* **Task set**:
**a.** Which classes does the homework page print as the output of class(majors)? List every one.
**b.** Could you quote the homework page, everything from "#Download data directly" down to "majors <- read_csv(url(urlfile))"?

Homework 3- 607 Fall 2021

R Markdown

This is an R Markdown document. Markdown is a simple formatting syntax for authoring HTML, PDF, and MS Word documents. For more details on using R Markdown see http://rmarkdown.rstudio.com.

When you click the Knit button a document will be generated that includes both content as well as the output of any embedded R code chunks within the document. You can embed an R code chunk like this:

#1. Using the 173 majors listed in fivethirtyeight.com’s College Majors dataset [https://fivethirtyeight.com/features/the-economic-guide-to-picking-a-college-major/], provide code that identifies the majors that contain either “DATA” or “STATISTICS”

There are three majors that contain either DATA or STATISTICS in the Major. Code used to develop a search in the major string to find those majors.

Based on the 538 college majors dataset - my code indicates: One major has Data: Computer programming and Data processing Two majors have Statistics: Management Informaiton Systems and Statistics Statistics and Decision Science

#Download data directly from the github; load in table and look at data set.
#https://raw.githubusercontent.com/fivethirtyeight/data/master/college-majors/majors-list.csv

urlfile<-"https://raw.githubusercontent.com/fivethirtyeight/data/master/college-majors/majors-list.csv" 
majors <- read_csv(url(urlfile))

## Rows: 174 Columns: 3

## ── Column specification ────────────────────────────────────────────────────────
## Delimiter: ","
## chr (3): FOD1P, Major, Major_Category

## 
## ℹ Use `spec()` to retrieve the full column specification for this data.
## ℹ Specify the column types or set `show_col_types = FALSE` to quiet this message.

#view short file summary and class
glimpse(majors)

## Rows: 174
## Columns: 3
## $ FOD1P          <chr> "1100", "1101", "1102", "1103", "1104", "1105", "1106",…
## $ Major          <chr> "GENERAL AGRICULTURE", "AGRICULTURE PRODUCTION AND MANA…
## $ Major_Category <chr> "Agriculture & Natural Resources", "Agriculture & Natur…

class(majors)

## [1] "spec_tbl_df" "tbl_df"      "tbl"         "data.frame"

#Find any location in the Major category that includes either DATA or STATISTICS in the string. Look for a pattern that would contain the letters
grep(pattern = 'DATA', majors$Major, value = TRUE, ignore.case = TRUE)

## [1] "COMPUTER PROGRAMMING AND DATA PROCESSING"

grep(pattern = 'STATISTICS', majors$Major, value = TRUE, ignore.case = TRUE)

## [1] "MANAGEMENT INFORMATION SYSTEMS AND STATISTICS"
## [2] "STATISTICS AND DECISION SCIENCE"

* **Given information**:
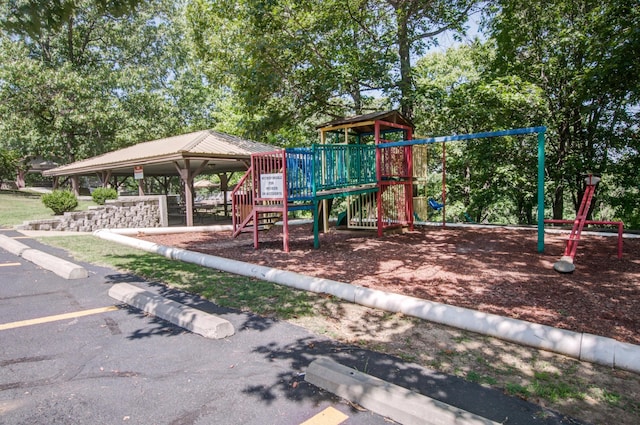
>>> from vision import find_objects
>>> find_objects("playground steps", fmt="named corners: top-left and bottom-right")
top-left (233, 206), bottom-right (282, 238)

* **Task answers**:
**a.** spec_tbl_df, tbl_df, tbl, data.frame

**b.**
#Download data directly from the github; load in table and look at data set.
#https://raw.githubusercontent.com/fivethirtyeight/data/master/college-majors/majors-list.csv

urlfile<-"https://raw.githubusercontent.com/fivethirtyeight/data/master/college-majors/majors-list.csv" 
majors <- read_csv(url(urlfile))